** Opening Document text block **

As I eagerly reached for it, thoughts of an evening on the roof top terrace gazing out over the Indian Ocean, cool sea breeze wafting over me and a glass of Merlot in my hand, I felt that something was not quite right. As I feverishly grasped the bottle my fingers pressed indentations into the bottle.
It was plastic!

The Great Indian Road Trip

Driving in Indian cities can be extremely frustrating but there is nothing I like better than venturing out into the country side for a road trip. The distances are vast and made even vaster by the road conditions reducing your average speeds down to 50kph. There is a never ending kaleidoscope of things to see in the countryside,( that’s if you can take your eyes off the road!) and it often feels like you are driving through a movie set.
We hadn’t done a long trip for a while so we decided to set out the other day for the 320km drive from Bangalore to Pondicherry on the coast of Tamil Nadu.

Pondicherry or Puducherry is an interesting place and unlike many other cities in India as it still has a lot of French influence from when it was a French Colony. It is one of my favourite places to visit and a place where I can indulge in one of my favourite pastimes…… filling my stomach!
We had to make an early start as the trip involved crossing Bangalore so we left at 6am to miss the traffic. Bangalore with no traffic is a delight and it is a refreshing experience to drive in 30 mins, distances which would take over an hour later in the day.

** Closing Document text block **

**Exercises**
1. Rewrite the stretch of the road trip text from "As I eagerly" through "It was plastic!", changing "Merlot" to "Chardonnay".
2. Write what comes next in the road trip text, picking up after its final sentence about crossing Bangalore early.
The items that come after the road trip text have nothing to do with it.

** Opening Record set block **

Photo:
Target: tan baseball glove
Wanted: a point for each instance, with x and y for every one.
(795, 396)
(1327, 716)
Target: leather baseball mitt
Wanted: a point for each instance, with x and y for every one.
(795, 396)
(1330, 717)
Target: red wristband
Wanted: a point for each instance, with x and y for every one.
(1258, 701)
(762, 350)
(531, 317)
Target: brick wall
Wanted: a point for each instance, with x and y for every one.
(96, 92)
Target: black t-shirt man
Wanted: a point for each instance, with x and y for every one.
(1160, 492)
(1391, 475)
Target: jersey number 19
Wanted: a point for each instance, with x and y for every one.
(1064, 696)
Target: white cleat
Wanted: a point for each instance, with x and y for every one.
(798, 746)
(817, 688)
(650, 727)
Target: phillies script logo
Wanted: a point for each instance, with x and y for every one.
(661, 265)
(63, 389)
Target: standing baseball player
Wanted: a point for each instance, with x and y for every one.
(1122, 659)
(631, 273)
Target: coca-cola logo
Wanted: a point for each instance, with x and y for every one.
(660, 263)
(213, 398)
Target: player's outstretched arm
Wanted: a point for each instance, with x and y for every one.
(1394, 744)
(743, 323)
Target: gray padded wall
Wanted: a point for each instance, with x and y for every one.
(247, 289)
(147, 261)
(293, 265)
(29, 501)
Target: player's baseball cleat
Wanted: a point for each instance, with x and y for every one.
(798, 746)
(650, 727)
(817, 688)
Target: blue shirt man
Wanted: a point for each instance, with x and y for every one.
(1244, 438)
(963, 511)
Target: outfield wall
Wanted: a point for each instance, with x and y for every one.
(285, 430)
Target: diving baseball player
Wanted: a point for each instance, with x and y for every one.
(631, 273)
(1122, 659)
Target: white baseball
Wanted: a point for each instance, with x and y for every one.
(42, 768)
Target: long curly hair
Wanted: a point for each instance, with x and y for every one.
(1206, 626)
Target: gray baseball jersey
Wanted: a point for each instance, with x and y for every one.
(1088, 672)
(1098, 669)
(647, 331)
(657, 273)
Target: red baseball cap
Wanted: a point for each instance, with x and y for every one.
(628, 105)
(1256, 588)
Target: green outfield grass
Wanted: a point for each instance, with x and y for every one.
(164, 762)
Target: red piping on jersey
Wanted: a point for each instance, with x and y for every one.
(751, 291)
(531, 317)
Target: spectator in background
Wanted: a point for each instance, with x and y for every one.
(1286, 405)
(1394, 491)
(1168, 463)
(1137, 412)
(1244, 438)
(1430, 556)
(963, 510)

** Closing Record set block **

**Your responses**
1.
As I eagerly reached for it, thoughts of an evening on the roof top terrace gazing out over the Indian Ocean, cool sea breeze wafting over me and a glass of Chardonnay in my hand, I felt that something was not quite right. As I feverishly grasped the bottle my fingers pressed indentations into the bottle.
It was plastic!

2.
We stopped for breakfast at a motorway services which reflecting the rapid changes in India , now includes a McDonalds drive thru, and a Coffee shop besides the usual vegetarian Dhaba ( roadside eatery) Along with us making the Saturday morning escape from Bangalore were the Bangalore Chapter of the Harley Davidson Owners Club attracting plenty of stares from the locals on their mopeds and 100cc motorbikes.
After leaving the roadwork strewn motorway we were to join a narrower country road (still classed as a national highway) from Krishnagiri thru the pilgrimage centre of Tiruvannamalai and on to Pondicherry.
What is normally quite a pleasant drive through the country along a tree lined road has now been ruined. In the name of progress the road is being widened and miles and miles of Tamarind Trees planted 100-200 years ago by some enlightened soul are now being felled to make way for the wider lanes. All the charm of the road has now been lost and there is nowhere to stop for a rest in the shade. However stop we did and while parked on the side of the road we were passed by pilgrims walking from Tirupati to Tiruvannamalai barefoot, a distance of 190 kms in 35 degree heat and each carrying their provisions in a sling bag!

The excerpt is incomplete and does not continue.